Вот у меня грыжа 3 мм, можно сказать, в хвостике, стоит застудить - и боли адские, но всё терпимо, мне 20 лет, но я пережил столько, сколько ещё не видели многие мои однолетки, поэтому наберитесь терпения и, главное, ждать и надеяться, как будете в Москве, советую пройдите хотя бы 3 сеанса, мне помогло, хотя я и проходил процедуры не в Москве, но методика одна, я думаю, вам поможет, у них очень оригинальный метод, думаю вы почувствуете облегчение после 1 сеанса.

Что самое интересное, у меня было 4 узла, из-за которых появилась грыжа, и мне сделали коррекцию, сейчас чувствую себя хорошо, хоть не так, как раньше.


----------



## deepgaze (28 Июл 2006)

Да ладно, что жалеть-то... сам виноват 
Надо было меньше телевизор смотреть, лежа на диване...
Пойду ударюсь спиной о дверной косяк, сразу все на место встанет! (шутка)
Снимки и рад бы выложить, да только они в военном университете остались (их на руки не отдают - для отчета нужны об израсходованных материалах, за снимки-то не платят).

Думаю, пока не охладел к этой затее с ремонтом спины, выберусь как-нибудь в Красноярск, томографию сделаю... всего оганизма. Может еще что-нибудь интересное найду


----------



## Helen (28 Июл 2006)

Согласна с Вами, что следует заниматься проблемой, связанной с позвоночником, и что провести исследование (МРТ) нужно.

Данные референциальных выражений
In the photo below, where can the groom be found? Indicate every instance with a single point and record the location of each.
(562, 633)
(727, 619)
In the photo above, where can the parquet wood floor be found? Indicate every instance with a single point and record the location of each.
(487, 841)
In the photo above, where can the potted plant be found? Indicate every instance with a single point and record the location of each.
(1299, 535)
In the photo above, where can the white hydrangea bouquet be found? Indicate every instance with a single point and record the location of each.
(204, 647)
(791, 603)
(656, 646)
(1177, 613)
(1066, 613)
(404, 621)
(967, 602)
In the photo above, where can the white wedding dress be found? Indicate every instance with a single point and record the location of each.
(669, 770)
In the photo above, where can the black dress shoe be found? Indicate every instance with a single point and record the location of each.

▸ ЗАДАНИЯ
A: Где, согласно отрывку обсуждения, остались снимки, о которых пишет deepgaze?
B: Верните, пожалуйста, точный фрагмент отрывка обсуждения, начиная со слов «Вот у меня грыжа» и заканчивая словами «после 1 сеанса.».
Отвечайте, опираясь только на отрывок обсуждения.

▸ РЕШЕНИЯ ЗАДАНИЙ
A: В военном университете.

B:
Вот у меня грыжа 3 мм, можно сказать, в хвостике, стоит застудить - и боли адские, но всё терпимо, мне 20 лет, но я пережил столько, сколько ещё не видели многие мои однолетки, поэтому наберитесь терпения и, главное, ждать и надеяться, как будете в Москве, советую пройдите хотя бы 3 сеанса, мне помогло, хотя я и проходил процедуры не в Москве, но методика одна, я думаю, вам поможет, у них очень оригинальный метод, думаю вы почувствуете облегчение после 1 сеанса.